[Required action] Word for word, repeat every record.

■ ■ ■ ■

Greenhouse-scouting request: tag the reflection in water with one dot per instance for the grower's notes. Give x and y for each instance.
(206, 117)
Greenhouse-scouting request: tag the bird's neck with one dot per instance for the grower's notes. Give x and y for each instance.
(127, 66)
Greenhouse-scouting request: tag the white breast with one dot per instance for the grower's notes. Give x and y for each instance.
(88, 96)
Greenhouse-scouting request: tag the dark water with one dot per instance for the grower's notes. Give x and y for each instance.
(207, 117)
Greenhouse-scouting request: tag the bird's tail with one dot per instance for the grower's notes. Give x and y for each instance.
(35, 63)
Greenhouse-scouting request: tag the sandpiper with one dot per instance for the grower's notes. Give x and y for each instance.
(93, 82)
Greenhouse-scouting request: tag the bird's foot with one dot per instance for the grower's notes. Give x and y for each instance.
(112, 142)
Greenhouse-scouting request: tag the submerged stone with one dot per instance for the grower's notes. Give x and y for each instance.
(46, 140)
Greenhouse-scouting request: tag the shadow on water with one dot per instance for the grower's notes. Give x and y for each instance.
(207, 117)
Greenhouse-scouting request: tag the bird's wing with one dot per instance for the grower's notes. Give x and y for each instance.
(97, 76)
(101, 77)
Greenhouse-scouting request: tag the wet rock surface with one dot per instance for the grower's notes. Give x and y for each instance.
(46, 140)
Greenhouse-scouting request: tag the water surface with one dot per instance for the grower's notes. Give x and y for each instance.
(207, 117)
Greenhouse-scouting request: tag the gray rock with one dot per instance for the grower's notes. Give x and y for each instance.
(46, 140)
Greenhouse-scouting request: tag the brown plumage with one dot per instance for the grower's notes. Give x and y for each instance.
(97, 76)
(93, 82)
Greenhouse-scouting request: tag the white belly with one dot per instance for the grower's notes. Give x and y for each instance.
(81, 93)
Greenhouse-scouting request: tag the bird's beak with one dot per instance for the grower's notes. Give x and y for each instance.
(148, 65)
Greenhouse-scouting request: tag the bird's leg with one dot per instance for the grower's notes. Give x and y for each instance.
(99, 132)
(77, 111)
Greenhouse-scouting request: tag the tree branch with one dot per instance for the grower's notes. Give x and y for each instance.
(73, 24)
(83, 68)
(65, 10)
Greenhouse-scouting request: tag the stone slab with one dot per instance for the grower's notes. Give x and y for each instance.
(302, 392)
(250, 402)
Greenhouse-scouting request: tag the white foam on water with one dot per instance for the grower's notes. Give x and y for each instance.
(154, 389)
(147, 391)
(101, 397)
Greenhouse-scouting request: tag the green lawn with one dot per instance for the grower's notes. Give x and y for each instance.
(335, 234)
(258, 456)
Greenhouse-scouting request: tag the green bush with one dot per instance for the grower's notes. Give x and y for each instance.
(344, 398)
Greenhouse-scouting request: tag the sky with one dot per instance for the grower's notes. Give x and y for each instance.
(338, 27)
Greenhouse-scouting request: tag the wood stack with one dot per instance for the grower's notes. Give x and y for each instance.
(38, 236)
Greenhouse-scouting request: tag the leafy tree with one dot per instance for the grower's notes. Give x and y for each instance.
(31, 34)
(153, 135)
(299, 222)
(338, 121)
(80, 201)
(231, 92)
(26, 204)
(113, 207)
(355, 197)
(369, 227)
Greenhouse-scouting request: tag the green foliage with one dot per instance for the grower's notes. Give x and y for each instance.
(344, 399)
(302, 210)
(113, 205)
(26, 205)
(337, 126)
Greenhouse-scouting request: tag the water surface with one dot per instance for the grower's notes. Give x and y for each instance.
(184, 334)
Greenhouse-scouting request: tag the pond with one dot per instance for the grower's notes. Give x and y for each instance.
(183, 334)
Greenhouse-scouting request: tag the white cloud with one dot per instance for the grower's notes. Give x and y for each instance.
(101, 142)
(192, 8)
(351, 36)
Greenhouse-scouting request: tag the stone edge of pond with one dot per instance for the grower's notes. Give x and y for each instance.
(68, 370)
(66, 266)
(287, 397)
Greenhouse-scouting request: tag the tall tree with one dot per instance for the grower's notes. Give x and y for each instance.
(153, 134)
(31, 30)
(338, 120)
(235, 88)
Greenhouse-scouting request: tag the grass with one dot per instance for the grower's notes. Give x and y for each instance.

■ ■ ■ ■

[Solution for this task]
Greenhouse-scouting request: tag the reflection in water with one dot per instance for the grower's notes. Give x and y for each instance.
(206, 117)
Greenhouse-scouting request: tag the bird's neck with one dot per instance for the grower's notes. Give x and y for each instance.
(127, 66)
Greenhouse-scouting request: tag the white breast with one dot per instance for the grower's notes. Give x and y for each instance.
(88, 96)
Greenhouse-scouting request: tag the dark water with one dot per instance for the grower's notes. Give x and y for each instance.
(207, 117)
Greenhouse-scouting request: tag the bird's tail with one dot per instance for the grower's notes. Give x and y for each instance.
(35, 63)
Greenhouse-scouting request: tag the sandpiper with one dot per instance for the grower's notes. Give x and y for each instance.
(93, 82)
Greenhouse-scouting request: tag the bird's foot with one dot per instance for the grower's notes. Give x and y for each instance.
(112, 142)
Greenhouse-scouting request: tag the submerged stone with one dot per instance for the grower's notes. Give x and y for each instance.
(46, 140)
Greenhouse-scouting request: tag the shadow on water with one dot per instance for the grower's notes. Give x and y for each instance.
(207, 117)
Greenhouse-scouting request: tag the bird's wing with one dot per instance for the grower's notes. Give x and y for each instance.
(97, 76)
(101, 77)
Greenhouse-scouting request: tag the wet rock surface with one dot per instance for the grower's notes. Give x and y for each instance.
(46, 140)
Greenhouse-scouting request: tag the water surface with one dot per instance for the grower's notes. Give x and y for each instance.
(207, 117)
Greenhouse-scouting request: tag the gray rock with one dot per instance for the grower's notes. Give x and y for each instance.
(46, 140)
Greenhouse-scouting request: tag the brown plumage with one dot per instance for the grower's notes. Give x and y for each instance.
(97, 76)
(93, 82)
Greenhouse-scouting request: tag the white belly with one dot per instance for the grower's notes. Give x and y for each instance.
(81, 93)
Greenhouse-scouting request: tag the bird's beak with one dot per instance for the grower's notes. Give x and y for each instance.
(148, 65)
Greenhouse-scouting request: tag the bird's leg with one dot per instance for the grower's notes. Give x and y for each instance.
(99, 132)
(77, 111)
Greenhouse-scouting request: tag the tree branch with one dot per instance for the grower's notes. Give x and y for each instance.
(73, 24)
(83, 68)
(65, 10)
Greenhouse-scouting request: tag the stone slab with one dot per instance for the grower's notes. Give x and y for each instance.
(302, 392)
(250, 402)
Greenhouse-scouting request: tag the white foam on water with one dot per instance for the grower's notes. Give x and y for each instance.
(154, 389)
(147, 391)
(101, 397)
Greenhouse-scouting request: tag the green lawn with one dot per instance for the grower's notes. Give x and y for each instance.
(335, 234)
(258, 456)
Greenhouse-scouting request: tag the green bush with one dot per instance for the grower's notes. Give x and y for each instance.
(344, 398)
Greenhouse-scouting request: tag the sky with one dot per instance for the grower's notes. Give x and y for each instance.
(338, 27)
Greenhouse-scouting request: tag the wood stack with one dot per instance for the grower's notes. Give x and y for each instance.
(38, 236)
Greenhouse-scouting request: tag the leafy tree with one dot per instance for the grower's notes. Give x and y for each instance.
(31, 34)
(153, 135)
(299, 222)
(338, 121)
(80, 201)
(231, 92)
(26, 204)
(113, 207)
(355, 197)
(369, 227)
Greenhouse-scouting request: tag the green foliage with one dot per instance for the grower's notes. Give x and y for each instance.
(344, 399)
(302, 210)
(113, 205)
(26, 205)
(337, 126)
Greenhouse-scouting request: tag the water surface with one dot per instance for the grower's notes. Give x and y for each instance.
(184, 334)
Greenhouse-scouting request: tag the pond with one dot per instance for the grower's notes. Give x and y for each instance.
(183, 334)
Greenhouse-scouting request: tag the white cloud with one dot per instance for the grower's notes. Give x and y for each instance.
(101, 142)
(192, 8)
(351, 36)
Greenhouse-scouting request: tag the stone edge of pond with one dot per instance for the grower's notes. Give x and y for each instance.
(68, 370)
(66, 266)
(287, 397)
Greenhouse-scouting request: tag the tall tree with one dot per instance for the grower's notes. Give x and y for each instance.
(153, 134)
(31, 30)
(338, 120)
(235, 88)
Greenhouse-scouting request: tag the grass with one dot per instance for the grower's notes. Give x and y for each instance.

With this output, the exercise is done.